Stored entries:
(begin)

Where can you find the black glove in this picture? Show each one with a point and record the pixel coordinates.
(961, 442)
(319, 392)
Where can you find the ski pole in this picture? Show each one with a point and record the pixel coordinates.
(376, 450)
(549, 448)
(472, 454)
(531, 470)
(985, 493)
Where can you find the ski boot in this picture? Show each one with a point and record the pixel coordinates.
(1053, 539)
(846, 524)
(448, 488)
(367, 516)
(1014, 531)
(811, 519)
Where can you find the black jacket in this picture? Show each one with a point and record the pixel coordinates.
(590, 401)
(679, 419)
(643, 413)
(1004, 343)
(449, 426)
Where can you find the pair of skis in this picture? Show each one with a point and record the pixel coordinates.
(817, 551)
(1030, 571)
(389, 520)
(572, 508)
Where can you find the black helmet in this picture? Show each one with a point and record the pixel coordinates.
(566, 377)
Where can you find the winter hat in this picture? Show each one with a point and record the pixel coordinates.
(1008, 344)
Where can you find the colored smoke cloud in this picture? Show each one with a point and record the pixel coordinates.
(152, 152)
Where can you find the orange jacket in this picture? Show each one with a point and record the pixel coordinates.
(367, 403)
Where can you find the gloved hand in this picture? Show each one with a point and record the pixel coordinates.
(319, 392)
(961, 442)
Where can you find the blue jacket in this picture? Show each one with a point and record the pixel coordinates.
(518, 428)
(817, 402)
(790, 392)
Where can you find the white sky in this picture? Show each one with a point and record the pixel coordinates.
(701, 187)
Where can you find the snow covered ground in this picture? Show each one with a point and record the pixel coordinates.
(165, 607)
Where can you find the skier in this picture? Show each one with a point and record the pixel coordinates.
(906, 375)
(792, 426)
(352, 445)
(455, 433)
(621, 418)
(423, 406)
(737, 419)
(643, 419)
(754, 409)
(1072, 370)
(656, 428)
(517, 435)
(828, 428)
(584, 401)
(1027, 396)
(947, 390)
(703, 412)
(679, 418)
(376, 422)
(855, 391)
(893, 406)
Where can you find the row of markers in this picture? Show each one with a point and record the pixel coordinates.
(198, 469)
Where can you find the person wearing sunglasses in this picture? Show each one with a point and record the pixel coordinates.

(end)

Required work: Write out the lines again, starting at the one containing "Where can you find the gloved" and ending at the final line. Keep every request as it stands and shift each coordinate in the answers up by 113.

Worked solution:
Where can you find the gloved hand in this picture? Show each one with a point and record the pixel coordinates.
(432, 505)
(1074, 555)
Where can you find the blue jacket in this picture? Show each one with a point and record the pixel coordinates.
(631, 541)
(930, 515)
(903, 505)
Where can you find the white sky in this picture? Show each one with a point and record the pixel coordinates.
(814, 300)
Where can you find the snow covered ground in this picture? Show each one with a point and record the pixel coordinates.
(278, 720)
Where can you find the skier in this picture? Show each one with a point and record the pixel coordinates.
(1019, 488)
(905, 539)
(465, 558)
(568, 546)
(734, 531)
(536, 519)
(850, 532)
(756, 532)
(867, 522)
(1185, 483)
(769, 541)
(630, 548)
(941, 541)
(697, 514)
(1140, 509)
(1060, 503)
(816, 525)
(792, 531)
(489, 535)
(968, 504)
(1006, 519)
Where can you find the row of markers in this picture? Show each one with a point and record the pixel coordinates.
(311, 582)
Where can you find the person wearing sunglasses in this picture? Show each one with a point and record the pixel coordinates.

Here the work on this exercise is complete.